What this task involves:
Scan the listing below for the word "still", then copy each line that has it.

[Opening Material for this task section]

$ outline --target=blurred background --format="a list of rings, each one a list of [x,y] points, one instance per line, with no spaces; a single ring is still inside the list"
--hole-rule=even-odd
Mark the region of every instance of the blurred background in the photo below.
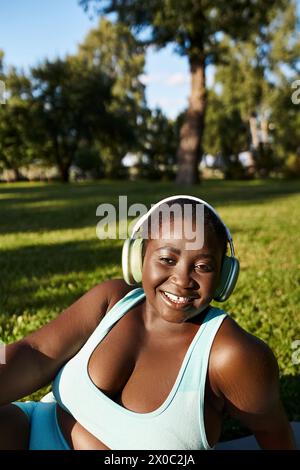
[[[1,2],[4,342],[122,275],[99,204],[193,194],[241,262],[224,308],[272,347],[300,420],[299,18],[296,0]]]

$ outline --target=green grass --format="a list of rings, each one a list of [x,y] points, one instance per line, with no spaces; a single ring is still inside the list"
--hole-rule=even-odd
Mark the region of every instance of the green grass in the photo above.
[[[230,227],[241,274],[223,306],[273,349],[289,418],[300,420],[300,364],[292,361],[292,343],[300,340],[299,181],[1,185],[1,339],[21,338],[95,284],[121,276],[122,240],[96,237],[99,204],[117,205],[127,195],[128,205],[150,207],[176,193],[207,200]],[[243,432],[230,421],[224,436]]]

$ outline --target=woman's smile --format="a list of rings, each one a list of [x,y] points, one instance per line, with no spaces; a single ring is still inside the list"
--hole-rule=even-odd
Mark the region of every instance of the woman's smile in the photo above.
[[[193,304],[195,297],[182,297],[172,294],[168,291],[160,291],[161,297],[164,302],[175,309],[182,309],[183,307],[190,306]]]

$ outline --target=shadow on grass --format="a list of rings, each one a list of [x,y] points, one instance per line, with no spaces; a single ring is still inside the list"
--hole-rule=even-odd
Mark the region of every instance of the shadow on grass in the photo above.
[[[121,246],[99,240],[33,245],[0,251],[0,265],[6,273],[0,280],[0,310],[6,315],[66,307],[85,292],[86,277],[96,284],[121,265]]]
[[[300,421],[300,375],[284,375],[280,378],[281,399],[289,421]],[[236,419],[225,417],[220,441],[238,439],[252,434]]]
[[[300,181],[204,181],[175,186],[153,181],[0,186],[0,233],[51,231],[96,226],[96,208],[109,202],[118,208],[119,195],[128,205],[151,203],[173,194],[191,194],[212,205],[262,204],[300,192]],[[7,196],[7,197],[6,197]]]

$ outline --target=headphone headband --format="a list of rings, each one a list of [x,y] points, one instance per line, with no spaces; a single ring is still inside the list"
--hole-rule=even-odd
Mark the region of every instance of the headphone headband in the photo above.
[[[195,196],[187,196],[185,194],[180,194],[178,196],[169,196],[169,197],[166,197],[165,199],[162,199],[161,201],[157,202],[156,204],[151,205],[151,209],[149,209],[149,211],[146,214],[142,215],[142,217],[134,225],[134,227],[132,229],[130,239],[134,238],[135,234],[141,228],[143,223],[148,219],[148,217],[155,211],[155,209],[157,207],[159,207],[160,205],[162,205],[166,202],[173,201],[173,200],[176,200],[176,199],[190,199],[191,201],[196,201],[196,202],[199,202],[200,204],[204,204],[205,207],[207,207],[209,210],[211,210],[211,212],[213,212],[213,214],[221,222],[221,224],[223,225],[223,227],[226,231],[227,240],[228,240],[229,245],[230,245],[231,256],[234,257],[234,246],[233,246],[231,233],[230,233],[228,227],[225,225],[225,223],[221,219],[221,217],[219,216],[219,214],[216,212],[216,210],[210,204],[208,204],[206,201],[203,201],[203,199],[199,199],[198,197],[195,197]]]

[Closing Material for this task section]

Solution to this problem:
$ outline --target=blurred background --format="a list of rings, each one a list of [x,y] points, one instance per line, with no spaces; a single ring is still inside the list"
$ outline --target=green grass --format="a list of rings, each one a list of [x,y] points, one instance per line, with no spaces; a single ring is still inside the list"
$ outline --target=woman's smile --format="a list of rings, each one a list of [x,y] points, one instance per line, with no spaces; a single ring is still inside the list"
$ outline --target=shadow on grass --format="a list of rings, each one a list of [x,y] points, one instance per line, with no spaces; a single ring is still inside the list"
$ outline --target=headphone headband --format="a list of rings, each one a list of [x,y] points, one instance per line, with no spaces; a single ring is still inside the list"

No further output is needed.